The start parameter is a bit the defines where you start the offset from; 0 for the frame header and 1 for the frame body.

You might be asking "Why the AND operation?" Why not just specify exactly what to match? The answer to that question is: sometimes it's not important that a whole byte matches, but that a specific bit matches. The bitmask with AND operation allows the user to specify exactly which bits are important. If a bit in the mask is set to 0, whether or not that bit matches is not important. If the bit in the mask is set to 1, it is required for the pattern to result in a match.

Here's an example. Suppose you wanted to write a signature that matched all frames transmitted by a locally administered MAC address. The IEEE defines locally administered (non-unique) MAC addresses as having the 2nd least-significant bit in the first octet as having a value of 1. To determine if a transmitting address is locally administered, we only need to look at the 2nd LSB in the first octet of the address. A pattern to match this would be 0:10:0x02:0x02. This pattern reads "Start at the frame header and go to the 10th byte (starting from 0), extract 1 byte from that position (implied by the length of the mask), AND it with 0x02, and if the result is 0x02, there is a match." Since locally administered MAC addresses will have the 2nd LSB equal to 1, a mask of 0x02 is all that needed. None of the other bits matter in making the determination.

Before we go any further, I should point out that it's very helpful to have a packet analyzer like Wireshark or Omnipeek handy while writing IDS signatures. If you have pcaps of the kinds of frames that you want to catch with an IDS filter, it makes it much easier to write the patterns.

There was was something that confused me though, and it was how patterns that inspected the frame control field were written. Below is a screen grab of an authentication frame from Wireshark.

Authentication Frame

Wireshark shows the Frame Control field as 0xB000; the first byte is the type/subtype, and the second byte represents the flags. When you look at the standard signature file for the "Auth Flood" signature however, the pattern looks like this:

It appears that the order of the flags and type/subtype bytes are reversed in the pattern, at least as compared to Wireshark. Other fields like addresses do not appear to have the same reversal. I'm going to take it on faith that Cisco wrote the signatures correctly, and use the same format when writing signatures that have to match a pattern in the frame control field.

Each signature requires at least one pattern and other parameters. You can read about them in the standard signature file, but I will outline them here too.

Version: The version of signature syntax. There is only one allowed value: 0.

## Directive 1
Return every line of the rows that contains the string "green".

## Material provided
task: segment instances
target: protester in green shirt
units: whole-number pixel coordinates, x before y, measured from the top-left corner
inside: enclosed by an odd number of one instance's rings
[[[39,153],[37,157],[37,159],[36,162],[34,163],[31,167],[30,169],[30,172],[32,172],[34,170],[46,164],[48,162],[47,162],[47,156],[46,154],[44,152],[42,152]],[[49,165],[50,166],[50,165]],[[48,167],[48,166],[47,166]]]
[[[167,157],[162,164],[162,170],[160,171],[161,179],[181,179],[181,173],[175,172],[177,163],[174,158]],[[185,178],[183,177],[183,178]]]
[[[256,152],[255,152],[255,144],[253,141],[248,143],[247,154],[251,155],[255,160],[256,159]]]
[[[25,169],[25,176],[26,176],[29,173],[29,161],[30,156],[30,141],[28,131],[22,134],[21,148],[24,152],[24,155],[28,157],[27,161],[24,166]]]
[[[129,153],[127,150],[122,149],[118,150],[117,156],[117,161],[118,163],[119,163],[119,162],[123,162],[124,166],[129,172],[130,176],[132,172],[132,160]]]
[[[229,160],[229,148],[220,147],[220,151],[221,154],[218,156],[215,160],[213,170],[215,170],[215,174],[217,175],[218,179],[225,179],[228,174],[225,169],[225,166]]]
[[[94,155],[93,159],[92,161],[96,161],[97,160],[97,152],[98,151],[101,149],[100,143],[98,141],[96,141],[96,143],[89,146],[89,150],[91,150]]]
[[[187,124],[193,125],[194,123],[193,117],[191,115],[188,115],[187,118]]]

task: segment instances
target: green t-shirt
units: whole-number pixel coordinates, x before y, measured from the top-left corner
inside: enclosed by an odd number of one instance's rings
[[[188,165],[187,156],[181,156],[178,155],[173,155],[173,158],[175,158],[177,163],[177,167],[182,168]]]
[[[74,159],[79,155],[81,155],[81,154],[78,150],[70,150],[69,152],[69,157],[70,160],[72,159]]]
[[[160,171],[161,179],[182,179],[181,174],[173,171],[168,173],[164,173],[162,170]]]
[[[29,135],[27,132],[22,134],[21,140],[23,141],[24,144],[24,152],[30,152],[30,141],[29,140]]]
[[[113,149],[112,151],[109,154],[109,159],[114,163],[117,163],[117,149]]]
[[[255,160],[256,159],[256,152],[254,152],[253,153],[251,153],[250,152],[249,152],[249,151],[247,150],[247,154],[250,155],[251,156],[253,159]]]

## Directive 2
For each statement below, answer yes or no according to the passage on IDS signature patterns, and quote the words of the passage that decide it.
(a) A start value of 1 means the offset is counted from the frame body.
(b) If a bit in the mask is set to 0, that bit is required to match.
(c) Address fields show the same byte reversal as the frame control field.

## Exercise output 1
target: protester in green shirt
target: green t-shirt

## Exercise output 2
(a) Yes: "0 for the frame header and 1 for the frame body."
(b) No: "If a bit in the mask is set to 0, whether or not that bit matches is not important."
(c) No: "Other fields like addresses do not appear to have the same reversal."